- [CHALLENGES]
a – In the forum thread about a wireless adapter for the Mini, what internet service speed does the original poster say they have?
b – Echo the stretch of the records from the line that contains "# locate purple" through the last line of the records, and nothing else.
══ EXCERPT TO READ ══
# Wireless USB adapter for Mini?



## RedCab (Apr 16, 2014)

Has anyone tried streaming with a wireless USB adapter plugged in their mini? I moved the furniture around the room and now the ethernet cable is running in plain sight. Would really like to replace it with a wireless solution. Router is in same room so the signal is very strong (and I have 500mb service so lots of available data)

Willing to consider a tivo branded solution (if there is one) or a 3rd party/generic adapter (expect to pay ~$20)

Thanks.


----------



## krkaufman (Nov 25, 2003)

Skip the USB and get a wireless bridge with Ethernet connectivity.


----------



## lhvetinari (Jun 24, 2019)

20 bucks would get you cheap junk that probably wouldn't work. Pay 40 for one of these, it's cheaper than the TiVo brand solution, work with older Minis and on the TE3 OS that the TiVo solution doesn't support, and has pretty solid range.

AmazonSmile: TP-Link AC750 Wireless Portable Nano Travel Router(TL-WR902AC) - Support Multiple Modes, WiFi Router/Hotspot/Bridge/Range Extender/Access Point/Client Modes, Dual Band WiFi, 1 USB 2.0 Port: Computers & Accessories


----------



## pfiagra (Oct 13, 2014)

I'm selling my TiVo USB WiFi 5 adapter if you are interested in that as a solution.

FS: TiVo USB WiFi 5 Adapter

More info: TiVo WiFi 5 USB Adapter


----------



## krkaufman (Nov 25, 2003)

pfiagra said:


> I'm selling my TiVo USB WiFi 5 adapter if you are interested in that as a solution.
> 
> FS: TiVo USB WiFi 5 Adapter
> 
> More info: TiVo WiFi 5 USB Adapter


Only works with a "A95" Mini VOX or Mini LUX running TE4, right?


----------



## pfiagra (Oct 13, 2014)

krkaufman said:


> Only works with a "A95" Mini VOX or Mini LUX running TE4, right?


correct


----------



## PSU_Sudzi (Jun 4, 2015)
═══
══ RECORDS TO USE ══
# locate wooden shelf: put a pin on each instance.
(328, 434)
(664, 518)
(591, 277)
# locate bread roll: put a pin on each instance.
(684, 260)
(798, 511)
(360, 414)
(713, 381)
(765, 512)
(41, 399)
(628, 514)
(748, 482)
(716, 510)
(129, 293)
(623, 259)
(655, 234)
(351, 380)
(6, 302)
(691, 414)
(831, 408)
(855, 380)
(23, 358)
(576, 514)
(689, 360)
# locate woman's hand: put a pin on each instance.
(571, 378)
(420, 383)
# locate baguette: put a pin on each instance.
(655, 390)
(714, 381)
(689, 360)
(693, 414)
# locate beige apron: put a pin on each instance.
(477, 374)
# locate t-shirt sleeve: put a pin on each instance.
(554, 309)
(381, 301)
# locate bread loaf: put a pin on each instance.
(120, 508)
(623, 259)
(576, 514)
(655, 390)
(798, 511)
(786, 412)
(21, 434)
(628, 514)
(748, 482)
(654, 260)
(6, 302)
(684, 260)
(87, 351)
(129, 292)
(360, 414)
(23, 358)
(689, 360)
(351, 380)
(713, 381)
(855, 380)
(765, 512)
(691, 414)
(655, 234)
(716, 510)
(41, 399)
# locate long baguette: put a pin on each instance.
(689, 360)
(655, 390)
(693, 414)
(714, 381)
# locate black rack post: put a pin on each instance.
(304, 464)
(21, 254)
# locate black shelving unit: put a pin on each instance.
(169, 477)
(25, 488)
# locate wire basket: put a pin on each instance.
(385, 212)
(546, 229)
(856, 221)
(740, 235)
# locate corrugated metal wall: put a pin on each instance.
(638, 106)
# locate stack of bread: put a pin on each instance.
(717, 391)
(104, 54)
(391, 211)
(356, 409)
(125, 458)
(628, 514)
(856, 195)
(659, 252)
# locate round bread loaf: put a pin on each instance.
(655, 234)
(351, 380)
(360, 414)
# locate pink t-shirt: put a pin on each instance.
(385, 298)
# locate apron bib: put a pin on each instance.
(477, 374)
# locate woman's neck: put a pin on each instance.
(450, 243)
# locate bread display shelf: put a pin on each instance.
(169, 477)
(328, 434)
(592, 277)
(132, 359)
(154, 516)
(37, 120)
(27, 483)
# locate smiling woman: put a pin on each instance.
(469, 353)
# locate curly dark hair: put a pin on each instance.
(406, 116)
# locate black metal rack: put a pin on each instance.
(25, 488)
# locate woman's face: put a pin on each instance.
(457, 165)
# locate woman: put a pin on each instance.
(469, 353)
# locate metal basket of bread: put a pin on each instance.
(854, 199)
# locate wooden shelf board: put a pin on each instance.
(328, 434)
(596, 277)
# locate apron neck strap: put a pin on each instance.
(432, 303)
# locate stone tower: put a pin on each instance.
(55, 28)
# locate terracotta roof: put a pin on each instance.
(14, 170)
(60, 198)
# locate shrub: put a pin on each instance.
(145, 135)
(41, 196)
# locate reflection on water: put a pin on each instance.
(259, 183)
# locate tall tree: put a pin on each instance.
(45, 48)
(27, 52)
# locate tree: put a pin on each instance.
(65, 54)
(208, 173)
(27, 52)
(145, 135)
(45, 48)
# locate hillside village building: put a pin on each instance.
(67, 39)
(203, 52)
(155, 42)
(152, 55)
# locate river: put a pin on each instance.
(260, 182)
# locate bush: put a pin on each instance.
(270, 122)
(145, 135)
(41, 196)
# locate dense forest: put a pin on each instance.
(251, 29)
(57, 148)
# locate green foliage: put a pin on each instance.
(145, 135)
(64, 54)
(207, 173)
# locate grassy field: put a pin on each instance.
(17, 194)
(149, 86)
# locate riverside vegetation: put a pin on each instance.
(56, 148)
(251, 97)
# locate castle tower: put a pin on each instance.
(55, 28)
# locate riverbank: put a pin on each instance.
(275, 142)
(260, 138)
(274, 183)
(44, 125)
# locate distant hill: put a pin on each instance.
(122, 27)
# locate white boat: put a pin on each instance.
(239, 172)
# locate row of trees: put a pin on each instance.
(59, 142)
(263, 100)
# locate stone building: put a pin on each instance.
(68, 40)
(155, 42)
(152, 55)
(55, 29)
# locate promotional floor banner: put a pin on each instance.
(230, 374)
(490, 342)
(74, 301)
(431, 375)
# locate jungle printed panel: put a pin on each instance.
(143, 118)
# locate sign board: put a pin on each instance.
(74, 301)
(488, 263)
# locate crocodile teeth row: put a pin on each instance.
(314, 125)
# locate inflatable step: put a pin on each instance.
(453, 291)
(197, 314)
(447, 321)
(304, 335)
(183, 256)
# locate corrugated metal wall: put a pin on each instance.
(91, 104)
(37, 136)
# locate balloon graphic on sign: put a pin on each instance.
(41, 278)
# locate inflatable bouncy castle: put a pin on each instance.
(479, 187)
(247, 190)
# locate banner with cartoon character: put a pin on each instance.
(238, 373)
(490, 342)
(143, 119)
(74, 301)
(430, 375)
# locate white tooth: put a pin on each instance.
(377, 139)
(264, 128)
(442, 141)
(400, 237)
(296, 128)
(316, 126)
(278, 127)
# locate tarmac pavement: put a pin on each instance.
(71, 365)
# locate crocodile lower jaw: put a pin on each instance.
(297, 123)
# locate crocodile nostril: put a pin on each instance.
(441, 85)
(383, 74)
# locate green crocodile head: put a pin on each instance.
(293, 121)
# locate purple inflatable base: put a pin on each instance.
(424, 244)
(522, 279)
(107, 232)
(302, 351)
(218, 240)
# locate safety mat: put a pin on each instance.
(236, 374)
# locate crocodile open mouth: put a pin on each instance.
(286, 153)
═══
- [THE ANSWERS]
a – 500mb service.

b –
# locate purple inflatable base: put a pin on each instance.
(424, 244)
(522, 279)
(107, 232)
(302, 351)
(218, 240)
# locate safety mat: put a pin on each instance.
(236, 374)
# locate crocodile open mouth: put a pin on each instance.
(286, 153)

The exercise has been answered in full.